### Exercise materials ###
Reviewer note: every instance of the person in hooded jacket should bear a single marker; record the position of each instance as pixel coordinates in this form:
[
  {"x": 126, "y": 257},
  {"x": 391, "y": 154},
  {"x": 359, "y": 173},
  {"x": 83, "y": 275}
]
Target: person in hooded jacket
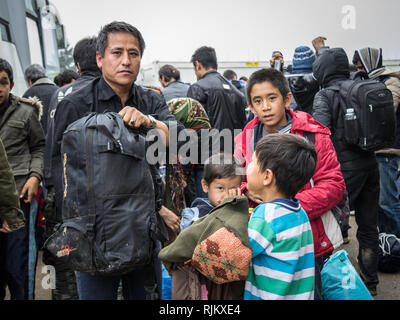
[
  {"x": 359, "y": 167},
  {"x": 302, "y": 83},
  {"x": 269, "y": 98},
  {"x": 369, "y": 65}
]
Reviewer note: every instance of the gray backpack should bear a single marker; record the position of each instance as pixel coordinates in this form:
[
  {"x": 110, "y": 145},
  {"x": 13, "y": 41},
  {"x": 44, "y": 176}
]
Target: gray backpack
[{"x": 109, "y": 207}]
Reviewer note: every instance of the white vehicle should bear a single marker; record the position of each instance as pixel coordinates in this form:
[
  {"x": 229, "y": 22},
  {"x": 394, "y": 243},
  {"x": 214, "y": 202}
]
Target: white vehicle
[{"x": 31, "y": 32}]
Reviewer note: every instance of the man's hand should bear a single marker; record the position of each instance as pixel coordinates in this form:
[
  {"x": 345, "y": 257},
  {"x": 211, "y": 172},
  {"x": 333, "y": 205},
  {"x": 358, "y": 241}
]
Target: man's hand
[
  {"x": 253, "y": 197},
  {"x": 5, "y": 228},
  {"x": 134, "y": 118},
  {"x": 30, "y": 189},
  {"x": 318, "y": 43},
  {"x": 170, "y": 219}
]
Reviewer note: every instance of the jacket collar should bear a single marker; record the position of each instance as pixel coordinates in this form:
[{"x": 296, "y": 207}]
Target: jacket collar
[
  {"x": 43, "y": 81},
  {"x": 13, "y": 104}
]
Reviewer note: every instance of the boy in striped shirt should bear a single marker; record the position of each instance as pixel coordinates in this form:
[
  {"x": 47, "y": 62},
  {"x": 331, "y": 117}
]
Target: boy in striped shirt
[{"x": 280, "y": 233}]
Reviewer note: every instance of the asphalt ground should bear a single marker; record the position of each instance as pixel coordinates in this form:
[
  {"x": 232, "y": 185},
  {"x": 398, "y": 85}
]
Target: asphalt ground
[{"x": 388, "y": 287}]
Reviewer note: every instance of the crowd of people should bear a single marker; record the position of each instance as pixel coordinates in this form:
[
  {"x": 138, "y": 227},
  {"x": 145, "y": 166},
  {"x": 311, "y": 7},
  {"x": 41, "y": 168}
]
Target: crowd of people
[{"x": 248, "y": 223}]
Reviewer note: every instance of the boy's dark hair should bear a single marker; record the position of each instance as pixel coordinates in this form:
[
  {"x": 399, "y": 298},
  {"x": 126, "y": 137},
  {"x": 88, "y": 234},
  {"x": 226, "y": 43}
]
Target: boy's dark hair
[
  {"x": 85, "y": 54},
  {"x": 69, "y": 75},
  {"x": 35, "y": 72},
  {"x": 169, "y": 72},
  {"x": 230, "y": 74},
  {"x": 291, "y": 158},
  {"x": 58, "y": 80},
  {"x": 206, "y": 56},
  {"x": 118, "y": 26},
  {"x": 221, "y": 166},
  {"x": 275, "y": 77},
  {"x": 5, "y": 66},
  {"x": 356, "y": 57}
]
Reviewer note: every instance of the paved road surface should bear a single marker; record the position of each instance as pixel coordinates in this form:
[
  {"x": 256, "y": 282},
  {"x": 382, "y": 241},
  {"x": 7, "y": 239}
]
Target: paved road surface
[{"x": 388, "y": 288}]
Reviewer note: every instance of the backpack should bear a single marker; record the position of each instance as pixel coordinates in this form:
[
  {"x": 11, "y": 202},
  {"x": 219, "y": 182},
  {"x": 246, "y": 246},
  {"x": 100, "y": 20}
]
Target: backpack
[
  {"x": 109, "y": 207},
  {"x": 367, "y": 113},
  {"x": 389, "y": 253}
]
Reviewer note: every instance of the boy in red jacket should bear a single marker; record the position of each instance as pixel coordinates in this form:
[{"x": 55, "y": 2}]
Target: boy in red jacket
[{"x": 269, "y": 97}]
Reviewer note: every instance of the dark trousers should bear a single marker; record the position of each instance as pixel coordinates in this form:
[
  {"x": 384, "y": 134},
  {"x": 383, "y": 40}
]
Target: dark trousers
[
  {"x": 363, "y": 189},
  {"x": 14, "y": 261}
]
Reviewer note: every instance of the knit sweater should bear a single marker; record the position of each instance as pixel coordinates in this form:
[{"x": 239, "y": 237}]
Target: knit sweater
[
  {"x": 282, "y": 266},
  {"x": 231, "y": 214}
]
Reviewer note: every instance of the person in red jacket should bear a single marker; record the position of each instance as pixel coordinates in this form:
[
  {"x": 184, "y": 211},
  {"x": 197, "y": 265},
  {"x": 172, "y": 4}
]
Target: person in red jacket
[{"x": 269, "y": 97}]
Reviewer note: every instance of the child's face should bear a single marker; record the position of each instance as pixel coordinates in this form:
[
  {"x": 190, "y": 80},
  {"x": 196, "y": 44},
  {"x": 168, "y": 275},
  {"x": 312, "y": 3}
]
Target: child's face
###
**What is required**
Can you retype every one of the records above word for word, with the pictures left out?

**Output for this exercise**
Reviewer note: every instance of the person in hooded jacket should bear a single marker; record the position of each instance as pixel coordinates in this form:
[
  {"x": 126, "y": 257},
  {"x": 391, "y": 154},
  {"x": 359, "y": 173},
  {"x": 83, "y": 275}
]
Target: person in hooded jacket
[
  {"x": 359, "y": 167},
  {"x": 302, "y": 83},
  {"x": 269, "y": 98},
  {"x": 369, "y": 65}
]
Reviewer note: every instance of the gray backpack should bear a single marker; record the position of each instance as pixel coordinates in this form:
[
  {"x": 110, "y": 145},
  {"x": 13, "y": 41},
  {"x": 44, "y": 176}
]
Target: gray backpack
[{"x": 109, "y": 207}]
Reviewer note: every instance of the white vehicle should bear a single marker; record the position of each instance as pixel coordinates in this form:
[
  {"x": 229, "y": 22},
  {"x": 394, "y": 243},
  {"x": 214, "y": 202}
]
Target: white vehicle
[{"x": 31, "y": 32}]
Reviewer note: every instance of the man's hand should bear a single marker; record the position of each instance as pixel coordinates in this form:
[
  {"x": 345, "y": 257},
  {"x": 211, "y": 172},
  {"x": 333, "y": 205},
  {"x": 358, "y": 241}
]
Target: man's hand
[
  {"x": 253, "y": 197},
  {"x": 5, "y": 228},
  {"x": 134, "y": 118},
  {"x": 30, "y": 189},
  {"x": 318, "y": 43},
  {"x": 170, "y": 219}
]
Reviewer note: every instance of the jacket collar should bear a single marker; record the position of each instance as pixel coordinates in this form:
[{"x": 296, "y": 207}]
Target: jacket collar
[
  {"x": 43, "y": 81},
  {"x": 13, "y": 104}
]
Reviewer note: every instance of the boy in striped shirt should bear a single marker; record the position of each instance as pixel coordinates in this form:
[
  {"x": 47, "y": 62},
  {"x": 331, "y": 117}
]
Target: boy in striped shirt
[{"x": 280, "y": 233}]
Reviewer note: every instance of the asphalt ground should bear a single marker; record the position of each instance as pixel coordinates in this form:
[
  {"x": 232, "y": 185},
  {"x": 398, "y": 85}
]
Target: asphalt ground
[{"x": 388, "y": 287}]
Reviewer note: every instance of the crowd of people should bear a single marker; record the position of each instance as pixel coordinates in this form:
[
  {"x": 138, "y": 227},
  {"x": 145, "y": 166},
  {"x": 311, "y": 7},
  {"x": 41, "y": 168}
]
Target: crowd of people
[{"x": 248, "y": 223}]
Reviewer note: every instance of the boy's dark hair should bear a single marker; record the position of each instance as pixel coordinates in this form:
[
  {"x": 399, "y": 298},
  {"x": 126, "y": 137},
  {"x": 88, "y": 234},
  {"x": 226, "y": 43}
]
Target: boy's dark hair
[
  {"x": 85, "y": 54},
  {"x": 69, "y": 75},
  {"x": 35, "y": 72},
  {"x": 169, "y": 72},
  {"x": 230, "y": 74},
  {"x": 291, "y": 158},
  {"x": 58, "y": 80},
  {"x": 206, "y": 56},
  {"x": 118, "y": 26},
  {"x": 221, "y": 166},
  {"x": 275, "y": 77},
  {"x": 5, "y": 66},
  {"x": 356, "y": 57}
]
Reviewer note: every instance of the paved road surface should bear a single marker; record the position of each instance as pixel coordinates in this form:
[
  {"x": 256, "y": 282},
  {"x": 382, "y": 241},
  {"x": 7, "y": 239}
]
Target: paved road surface
[{"x": 388, "y": 288}]
Reviewer note: every instance of the backpack should bear a single marker; record the position of each instance as pixel coordinates in this form:
[
  {"x": 11, "y": 202},
  {"x": 219, "y": 182},
  {"x": 246, "y": 246},
  {"x": 100, "y": 20}
]
Target: backpack
[
  {"x": 109, "y": 207},
  {"x": 367, "y": 113},
  {"x": 389, "y": 253}
]
Reviewer note: every instance of the boy in red jacket should bear a single marker; record the position of each instance as pixel coordinates in this form:
[{"x": 55, "y": 2}]
Target: boy in red jacket
[{"x": 269, "y": 97}]
Reviewer note: every instance of the dark trousers should bear a single marker; record the position of each instance as pixel coordinates in this form:
[
  {"x": 384, "y": 134},
  {"x": 383, "y": 40}
]
Target: dark trousers
[
  {"x": 363, "y": 189},
  {"x": 14, "y": 261}
]
Reviewer note: every instance of the knit sweater should bear a single marker; record the position of each instance as pixel coordinates in this form:
[{"x": 239, "y": 237}]
Target: knit sweater
[
  {"x": 282, "y": 266},
  {"x": 231, "y": 214}
]
Reviewer note: every instance of the person in red jacket should bear a single marker; record the position of each instance as pixel coordinates in this form:
[
  {"x": 184, "y": 211},
  {"x": 197, "y": 265},
  {"x": 172, "y": 4}
]
Target: person in red jacket
[{"x": 269, "y": 97}]
Reviewer note: every instance of the child's face should bear a single marker; record the position of each instance as pixel coordinates in this form:
[
  {"x": 190, "y": 80},
  {"x": 196, "y": 44},
  {"x": 168, "y": 275},
  {"x": 312, "y": 3}
]
Target: child's face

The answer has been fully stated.